+++ Extract provided

Pretty self explanatory... other than at a furry convention, where do you (or where would you if you don't have one yet) where your fursuit? It can be either a partial or full suit.


----------



## Fay V (Jul 22, 2011)

I wear it to a volunteer job at a local Headstart preschool. 
I wear it at halloween. 
Occassionally there's a great opportunity to wear my suit. I wore it to the college theater showing of "fantastic mr. fox". There is a local festival every year and I've been working with the administration to be able to do a bit of suiting because the theme is "story books" so yeah. If you're creative there's a ton of places.


----------



## Eske (Jul 22, 2011)

Honestly, if I ever got a suit, I'd love to do some kind of volunteering or something for kids.  c:  I think that would be fun.  I've heard of a lot of suiters doing things like this, and it just seems like a wonderful thing to do.  I know some local suiters around here who do stuff for animal shelter events and stuff, too -- I think that's pretty cool.

The only problem is that my chosen species is a bit 'out there', and probably wouldn't work too well for the kind of things I'd want to do. Should've been a generic wolf after all.  ):  

But going to the store and eating at restaurants?  Eh, no.


----------



## Tabasco (Jul 22, 2011)

All of those options except home are great reasons to get your head checked. ._.


----------



## Naokishi (Jul 22, 2011)

I want to wear the first Quad I make at the side entrance to the lower level train I get on and scare the bageebies out of people XD One time I was standing there holding my panda (2.5ft monster he is XD) and this woman rounded the corner and screamed XD She thought juke was a real panda XD made my day that did X3


----------



## Fay V (Jul 22, 2011)

Blues said:


> All of those options except home are great reasons to get your head checked. ._.


If the person is thoughtful and know what they are doing at worst it is harmless, at best the prosuiters are doing things like helping small children, raising money for hospitals, and so on.

edit: read the poll. I'm a dumbass. you're right, most of those options are bad. there are rare occassions where you may be able to suit in those places, but i mean once in a blue moon.



Naokishi said:


> I want to wear the first Quad I make at the side entrance to the lower level train I get on and scare the bageebies out of people XD One time I was standing there holding my panda (2.5ft monster he is XD) and this woman rounded the corner and screamed XD She thought juke was a real panda XD made my day that did X3


It's shit like this that gives suiters a bad name outside cons. Purposefully going out to bother people is not okay.


----------



## Otto042 (Jul 22, 2011)

I'm actually about to bring my suit to Otakon Next weekend in baltimore.  I've got him and a Gray Fullbuster cosplay lined up for the weekend along with an unhealthy amount of yugioh and mtg.


----------



## mizu-oka (Jul 22, 2011)

++++++

About this task =>
In the thread about where to wear a fursuit, what showing did Fay V wear the suit to? Please answer in one sentence.

+++ Record extracts

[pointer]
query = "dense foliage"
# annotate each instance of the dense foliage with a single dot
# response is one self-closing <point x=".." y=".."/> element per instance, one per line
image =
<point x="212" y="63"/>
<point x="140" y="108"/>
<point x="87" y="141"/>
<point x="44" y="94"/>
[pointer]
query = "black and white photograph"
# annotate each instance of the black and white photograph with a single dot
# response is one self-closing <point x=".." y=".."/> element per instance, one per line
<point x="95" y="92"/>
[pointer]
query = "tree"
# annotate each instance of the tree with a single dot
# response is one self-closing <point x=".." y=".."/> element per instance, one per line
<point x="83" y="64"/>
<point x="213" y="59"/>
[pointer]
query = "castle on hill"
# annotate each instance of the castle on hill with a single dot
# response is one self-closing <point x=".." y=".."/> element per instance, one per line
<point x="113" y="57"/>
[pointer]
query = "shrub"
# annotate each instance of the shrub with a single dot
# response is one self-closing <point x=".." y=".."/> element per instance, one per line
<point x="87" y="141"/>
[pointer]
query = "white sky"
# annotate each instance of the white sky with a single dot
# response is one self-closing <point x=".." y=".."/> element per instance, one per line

++++++

Answer to this problem =>
Fay V wore the suit to the college theater showing of "fantastic mr. fox."